## EXERCISE MATERIALS:
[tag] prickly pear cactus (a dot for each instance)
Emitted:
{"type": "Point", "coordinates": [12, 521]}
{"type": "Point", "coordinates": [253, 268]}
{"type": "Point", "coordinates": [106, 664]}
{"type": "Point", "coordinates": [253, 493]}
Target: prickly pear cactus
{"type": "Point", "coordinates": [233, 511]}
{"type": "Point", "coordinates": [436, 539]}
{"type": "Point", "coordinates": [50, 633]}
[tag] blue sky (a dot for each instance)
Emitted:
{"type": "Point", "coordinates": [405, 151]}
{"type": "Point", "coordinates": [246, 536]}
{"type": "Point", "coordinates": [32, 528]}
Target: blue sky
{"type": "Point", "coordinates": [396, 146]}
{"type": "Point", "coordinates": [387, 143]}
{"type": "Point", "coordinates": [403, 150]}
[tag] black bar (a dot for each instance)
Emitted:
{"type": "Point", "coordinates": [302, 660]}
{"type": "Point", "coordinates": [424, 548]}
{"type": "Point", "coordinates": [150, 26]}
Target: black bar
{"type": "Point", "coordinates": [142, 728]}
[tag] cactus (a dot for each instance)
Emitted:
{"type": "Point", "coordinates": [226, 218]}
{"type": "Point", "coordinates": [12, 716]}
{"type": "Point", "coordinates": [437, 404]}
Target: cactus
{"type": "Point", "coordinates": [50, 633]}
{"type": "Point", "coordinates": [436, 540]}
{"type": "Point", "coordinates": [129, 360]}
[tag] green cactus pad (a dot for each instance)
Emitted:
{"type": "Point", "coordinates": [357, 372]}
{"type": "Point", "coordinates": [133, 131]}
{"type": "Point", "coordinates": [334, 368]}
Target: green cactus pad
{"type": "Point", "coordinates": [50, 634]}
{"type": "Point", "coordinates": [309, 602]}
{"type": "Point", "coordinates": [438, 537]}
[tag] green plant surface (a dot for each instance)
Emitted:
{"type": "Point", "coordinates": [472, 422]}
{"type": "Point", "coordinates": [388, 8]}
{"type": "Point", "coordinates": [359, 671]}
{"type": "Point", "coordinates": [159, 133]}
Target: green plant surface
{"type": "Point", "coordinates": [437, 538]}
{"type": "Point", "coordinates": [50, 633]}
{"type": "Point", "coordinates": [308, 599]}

## WHAT THE EXERCISE ASKS:
Repeat every record above. Each one must match exactly.

## ANSWER SPACE:
[tag] prickly pear cactus (a dot for each instance)
Emitted:
{"type": "Point", "coordinates": [12, 521]}
{"type": "Point", "coordinates": [253, 268]}
{"type": "Point", "coordinates": [106, 664]}
{"type": "Point", "coordinates": [253, 493]}
Target: prickly pear cactus
{"type": "Point", "coordinates": [233, 511]}
{"type": "Point", "coordinates": [436, 539]}
{"type": "Point", "coordinates": [50, 633]}
[tag] blue sky (a dot for each instance)
Emitted:
{"type": "Point", "coordinates": [405, 151]}
{"type": "Point", "coordinates": [246, 536]}
{"type": "Point", "coordinates": [32, 528]}
Target: blue sky
{"type": "Point", "coordinates": [396, 146]}
{"type": "Point", "coordinates": [387, 143]}
{"type": "Point", "coordinates": [403, 150]}
[tag] black bar (a dot for each instance)
Emitted:
{"type": "Point", "coordinates": [302, 660]}
{"type": "Point", "coordinates": [424, 548]}
{"type": "Point", "coordinates": [150, 26]}
Target: black bar
{"type": "Point", "coordinates": [142, 728]}
[tag] cactus (a dot for each instance)
Emitted:
{"type": "Point", "coordinates": [226, 218]}
{"type": "Point", "coordinates": [12, 716]}
{"type": "Point", "coordinates": [437, 404]}
Target: cactus
{"type": "Point", "coordinates": [50, 633]}
{"type": "Point", "coordinates": [436, 540]}
{"type": "Point", "coordinates": [129, 360]}
[tag] green cactus pad (a dot for each instance)
Emitted:
{"type": "Point", "coordinates": [357, 372]}
{"type": "Point", "coordinates": [133, 131]}
{"type": "Point", "coordinates": [334, 368]}
Target: green cactus pad
{"type": "Point", "coordinates": [50, 634]}
{"type": "Point", "coordinates": [309, 602]}
{"type": "Point", "coordinates": [438, 537]}
[tag] green plant surface (a dot for each instance)
Emitted:
{"type": "Point", "coordinates": [472, 422]}
{"type": "Point", "coordinates": [388, 8]}
{"type": "Point", "coordinates": [359, 671]}
{"type": "Point", "coordinates": [159, 133]}
Target: green plant surface
{"type": "Point", "coordinates": [437, 538]}
{"type": "Point", "coordinates": [50, 633]}
{"type": "Point", "coordinates": [308, 599]}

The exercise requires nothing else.